DOCUMENT SOURCE ::
▬▬▬▬▬▬
Octobre 2005 ne marque pas l’apocalypse en Côte d’Ivoire

                                                                                    

Le débat politique ivoirien porte, ces jours-ci, sur les conditions d’organisation du scrutin présidentiel et/ou le report de cette consultation électorale et ses conséquences. En effet, à sept mois de la fin du mandat présidentiel, le pays est toujours coupé en deux, les rebelles sont en possession de leurs armes et contrôlent la moitié Nord du territoire national. Au sud, des groupes armés assimilés à des milices continuent d’avoir pignon sur rue. Sous le terme générique de « Jeunes Patriotes », ils se substituent aux forces de sécurité et de défense en procédant aux contrôles de routine sur la voie publique et en faisant des incursions sporadiques dans les zones aux mains de la rébellion.   

L’intensité des discussions sur l’après octobre 2005 cache, en réalité, un engourdissement de la classe politique ivoirienne tétanisée par le doute qui plane sur l’organisation du scrutin présidentiel dans le cadre du calendrier électoral normal. Ceci d’autant plus que l’article 35 de la Constitution demeure, dans sa mouture initiale, le seul cadre juridique pour statuer sur les candidatures à l’élection présidentielle, avec à l’horizon, la répétition des arrêts Tia Koné.

Dans ce débat animé essentiellement par des experts en sciences juridiques du camp présidentiel et des forces politiques de l’opposition, je voudrais, en citoyen ordinaire, émettre quelques idées simples, en ayant à l’esprit la quête de la paix dans notre pays. 

Ma démarche est motivée principalement par l’impasse dans laquelle la Côte d’Ivoire est plongée par les positions tranchées des uns, faisant de la révision de l’article 35 une fixation, et l’inflexibilité des autres, s’arc-boutant sur l’exigence ici et maintenant du désarmement pour toute solution, avec, en prime, l’organisation d’un référendum sur ce même article 35 de la Loi fondamentale actuellement, alors que depuis 2003, des gages de bonne volonté auraient dû être donnés pour aboutir à cette étape. Au rythme des dissensions entre le camp présidentiel et l’opposition regroupée au sein du G7, la Côte d’Ivoire va droit dans le mur.

Les leçons de conflits armés sur une longue période au Libéria et en Sierra Léone voisins, tout comme les tourments du Soudan et du Congo lointains, rongés par une guerre civile sans fin, ne semblent guère de portée dans les états-majors des différents protagonistes de la crise ivoirienne. La Casamance, au Sénégal, ne donne, en rien, à réfléchir aux Ivoiriens, quant aux incertitudes de la durée d’une rébellion et à ses conséquences désastreuses sur les conditions de vie des populations, lorsque celles-ci n’en constituent pas les dommages collatéraux. Et il ne sert à rien de leur rappeler les atrocités de la crise angolaise, encore moins la déliquescence de la Somalie.
▬▬▬▬▬▬
DONNÉES DISPONIBLES ::
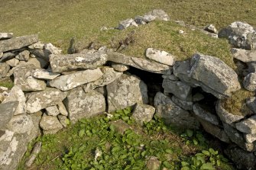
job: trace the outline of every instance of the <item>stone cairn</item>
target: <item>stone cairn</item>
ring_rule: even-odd
[[[128,21],[147,23],[158,16],[153,11]],[[169,20],[164,11],[158,11],[165,16],[162,20]],[[210,34],[216,33],[212,25],[207,27]],[[219,37],[227,37],[237,48],[232,49],[234,58],[247,64],[250,72],[243,85],[254,91],[255,29],[234,22]],[[145,53],[146,57],[137,58],[102,47],[62,54],[51,43],[41,43],[37,35],[0,34],[0,78],[13,77],[15,84],[11,90],[1,88],[0,168],[15,169],[28,143],[41,133],[55,133],[69,121],[134,106],[133,117],[138,123],[150,121],[155,114],[167,123],[203,127],[230,143],[227,156],[238,168],[255,169],[256,98],[247,102],[250,115],[228,113],[222,105],[224,98],[241,88],[236,72],[219,58],[200,53],[186,61],[176,61],[173,55],[153,48]],[[155,94],[154,107],[147,104],[147,85],[128,72],[131,68],[163,78],[164,90]],[[217,102],[208,104],[209,96]]]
▬▬▬▬▬▬
EXERCICES PROPOSÉS ::
(A) D’après le document source, quelle partie du territoire national les rebelles contrôlent-ils ?
(B) Recopiez le passage du document source qui commence par « Ma démarche est » et se poursuit jusqu’à « dans le mur. », en remplaçant « référendum » par « plébiscite ».

CORRIGÉ DES EXERCICES ::
(A) Ils contrôlent la moitié Nord du territoire national.

(B)
Ma démarche est motivée principalement par l’impasse dans laquelle la Côte d’Ivoire est plongée par les positions tranchées des uns, faisant de la révision de l’article 35 une fixation, et l’inflexibilité des autres, s’arc-boutant sur l’exigence ici et maintenant du désarmement pour toute solution, avec, en prime, l’organisation d’un plébiscite sur ce même article 35 de la Loi fondamentale actuellement, alors que depuis 2003, des gages de bonne volonté auraient dû être donnés pour aboutir à cette étape. Au rythme des dissensions entre le camp présidentiel et l’opposition regroupée au sein du G7, la Côte d’Ivoire va droit dans le mur.